- [Required action]: Once you find the line that contains "[pin] iron railing -- one per line", transcribe it and each line after it through the end of the listing, exactly as written.

- [Information supplied]:
——
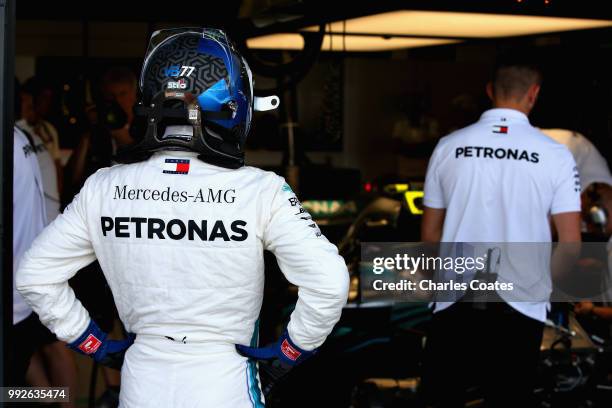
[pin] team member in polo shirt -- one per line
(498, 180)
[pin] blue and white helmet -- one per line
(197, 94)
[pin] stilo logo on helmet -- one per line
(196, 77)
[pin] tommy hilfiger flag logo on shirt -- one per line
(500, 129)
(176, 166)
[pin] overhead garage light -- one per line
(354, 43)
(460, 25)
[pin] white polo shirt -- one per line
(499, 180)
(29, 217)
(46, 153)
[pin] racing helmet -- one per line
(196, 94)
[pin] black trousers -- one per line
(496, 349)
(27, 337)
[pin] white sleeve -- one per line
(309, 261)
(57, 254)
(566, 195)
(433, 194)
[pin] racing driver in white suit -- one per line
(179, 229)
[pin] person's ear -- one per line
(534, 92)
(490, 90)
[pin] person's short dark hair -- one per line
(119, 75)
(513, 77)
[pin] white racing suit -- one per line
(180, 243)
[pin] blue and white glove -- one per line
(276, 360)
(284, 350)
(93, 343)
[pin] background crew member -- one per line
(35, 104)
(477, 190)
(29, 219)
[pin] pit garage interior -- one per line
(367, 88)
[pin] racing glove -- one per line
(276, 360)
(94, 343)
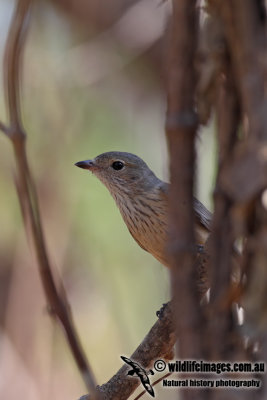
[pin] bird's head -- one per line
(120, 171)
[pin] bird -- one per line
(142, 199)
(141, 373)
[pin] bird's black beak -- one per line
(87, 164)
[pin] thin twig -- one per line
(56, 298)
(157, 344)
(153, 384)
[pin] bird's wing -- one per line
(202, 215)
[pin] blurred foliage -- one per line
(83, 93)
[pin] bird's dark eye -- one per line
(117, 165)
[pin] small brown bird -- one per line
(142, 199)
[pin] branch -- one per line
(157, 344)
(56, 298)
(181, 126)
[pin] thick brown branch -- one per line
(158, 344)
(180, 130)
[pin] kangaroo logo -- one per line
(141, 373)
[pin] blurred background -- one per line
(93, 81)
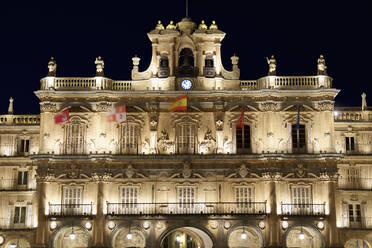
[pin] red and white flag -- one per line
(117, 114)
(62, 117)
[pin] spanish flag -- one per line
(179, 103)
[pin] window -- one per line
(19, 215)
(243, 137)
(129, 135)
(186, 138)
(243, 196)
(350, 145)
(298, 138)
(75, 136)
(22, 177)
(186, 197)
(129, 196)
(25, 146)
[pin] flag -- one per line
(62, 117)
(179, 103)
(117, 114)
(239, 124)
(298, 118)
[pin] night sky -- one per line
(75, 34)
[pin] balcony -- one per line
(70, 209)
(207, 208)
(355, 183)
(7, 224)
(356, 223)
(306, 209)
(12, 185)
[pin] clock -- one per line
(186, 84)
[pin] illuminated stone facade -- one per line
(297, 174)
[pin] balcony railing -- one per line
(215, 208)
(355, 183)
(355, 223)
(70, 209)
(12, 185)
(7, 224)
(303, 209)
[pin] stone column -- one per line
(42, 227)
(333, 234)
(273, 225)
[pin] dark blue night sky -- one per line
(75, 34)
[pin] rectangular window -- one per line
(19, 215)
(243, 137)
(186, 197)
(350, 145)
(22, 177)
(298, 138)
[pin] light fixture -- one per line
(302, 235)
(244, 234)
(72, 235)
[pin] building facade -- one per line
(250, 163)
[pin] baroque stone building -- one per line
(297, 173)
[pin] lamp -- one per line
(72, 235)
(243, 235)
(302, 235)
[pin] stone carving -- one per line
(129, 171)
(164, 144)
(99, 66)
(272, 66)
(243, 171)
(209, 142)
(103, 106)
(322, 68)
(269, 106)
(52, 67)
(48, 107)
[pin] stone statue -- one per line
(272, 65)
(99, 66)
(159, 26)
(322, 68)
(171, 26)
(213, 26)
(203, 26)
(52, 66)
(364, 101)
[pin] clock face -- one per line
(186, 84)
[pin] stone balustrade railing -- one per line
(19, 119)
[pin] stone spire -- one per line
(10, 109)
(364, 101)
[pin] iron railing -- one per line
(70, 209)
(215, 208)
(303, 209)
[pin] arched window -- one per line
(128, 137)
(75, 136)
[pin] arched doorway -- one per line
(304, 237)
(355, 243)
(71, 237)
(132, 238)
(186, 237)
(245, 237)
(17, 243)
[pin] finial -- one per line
——
- [Answer for this exercise]:
[pin] iron railing -- one per line
(70, 209)
(215, 208)
(303, 209)
[pin] arched window -- one per line
(128, 137)
(75, 136)
[pin] arched doorway -- one per line
(304, 237)
(355, 243)
(71, 237)
(132, 238)
(186, 237)
(245, 237)
(17, 243)
[pin] finial -- one per line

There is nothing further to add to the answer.